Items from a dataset
◆ ◆ ◆

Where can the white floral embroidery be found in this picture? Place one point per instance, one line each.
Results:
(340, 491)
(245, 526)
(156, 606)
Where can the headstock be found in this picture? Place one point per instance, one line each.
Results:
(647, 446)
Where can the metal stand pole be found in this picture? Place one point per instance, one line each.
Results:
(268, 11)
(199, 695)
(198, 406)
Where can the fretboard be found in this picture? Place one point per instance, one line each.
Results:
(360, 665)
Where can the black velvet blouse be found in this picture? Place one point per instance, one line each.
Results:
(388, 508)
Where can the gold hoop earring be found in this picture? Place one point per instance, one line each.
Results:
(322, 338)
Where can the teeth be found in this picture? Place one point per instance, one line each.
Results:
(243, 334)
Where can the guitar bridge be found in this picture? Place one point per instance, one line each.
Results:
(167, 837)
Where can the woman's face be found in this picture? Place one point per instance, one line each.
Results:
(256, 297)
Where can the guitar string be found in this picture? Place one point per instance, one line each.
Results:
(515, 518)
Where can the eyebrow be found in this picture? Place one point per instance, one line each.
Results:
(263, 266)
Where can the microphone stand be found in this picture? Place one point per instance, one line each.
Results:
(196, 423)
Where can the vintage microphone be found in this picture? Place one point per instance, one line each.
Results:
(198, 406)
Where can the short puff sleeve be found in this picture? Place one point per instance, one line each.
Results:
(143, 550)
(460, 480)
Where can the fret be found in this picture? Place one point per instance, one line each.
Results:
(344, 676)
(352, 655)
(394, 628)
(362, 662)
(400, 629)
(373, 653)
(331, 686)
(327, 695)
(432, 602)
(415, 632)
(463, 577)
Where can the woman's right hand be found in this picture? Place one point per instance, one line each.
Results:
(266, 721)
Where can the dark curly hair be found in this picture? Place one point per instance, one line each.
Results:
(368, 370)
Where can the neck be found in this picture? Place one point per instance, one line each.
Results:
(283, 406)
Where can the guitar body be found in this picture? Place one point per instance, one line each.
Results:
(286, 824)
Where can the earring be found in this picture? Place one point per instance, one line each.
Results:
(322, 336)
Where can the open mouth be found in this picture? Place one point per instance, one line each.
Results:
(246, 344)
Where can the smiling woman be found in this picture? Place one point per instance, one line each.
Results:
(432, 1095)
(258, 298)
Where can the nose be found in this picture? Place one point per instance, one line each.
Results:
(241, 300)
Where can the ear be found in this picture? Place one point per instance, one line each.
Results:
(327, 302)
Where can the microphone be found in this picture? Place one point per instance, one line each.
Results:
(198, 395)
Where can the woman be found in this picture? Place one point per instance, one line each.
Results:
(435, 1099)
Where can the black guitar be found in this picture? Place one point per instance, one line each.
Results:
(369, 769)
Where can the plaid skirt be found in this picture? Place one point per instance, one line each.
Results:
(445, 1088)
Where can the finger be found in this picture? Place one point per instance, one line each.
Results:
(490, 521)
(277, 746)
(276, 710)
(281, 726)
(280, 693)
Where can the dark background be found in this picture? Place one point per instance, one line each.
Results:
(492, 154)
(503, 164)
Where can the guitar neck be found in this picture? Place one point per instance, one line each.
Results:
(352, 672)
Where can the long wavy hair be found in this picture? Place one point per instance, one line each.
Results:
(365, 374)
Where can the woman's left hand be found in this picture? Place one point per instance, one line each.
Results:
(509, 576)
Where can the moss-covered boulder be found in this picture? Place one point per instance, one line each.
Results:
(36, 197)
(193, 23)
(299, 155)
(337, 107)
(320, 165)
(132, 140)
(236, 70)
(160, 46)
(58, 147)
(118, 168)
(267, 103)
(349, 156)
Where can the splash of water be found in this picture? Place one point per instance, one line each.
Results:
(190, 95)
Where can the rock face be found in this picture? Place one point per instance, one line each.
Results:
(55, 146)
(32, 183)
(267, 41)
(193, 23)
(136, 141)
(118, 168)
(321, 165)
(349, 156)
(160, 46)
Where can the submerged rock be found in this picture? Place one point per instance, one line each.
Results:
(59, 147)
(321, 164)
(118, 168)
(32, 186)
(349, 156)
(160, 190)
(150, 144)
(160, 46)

◆ ◆ ◆

What you have to do —
Whenever a line of the data includes "microphone", copy that line.

Your solution —
Where can the microphone stand be found in this picture? Place one point per instance, one line each.
Where can the vintage microphone be found in this picture? Place one point per instance, one line each.
Where can the microphone be found in this picture? Place one point per instance, one line each.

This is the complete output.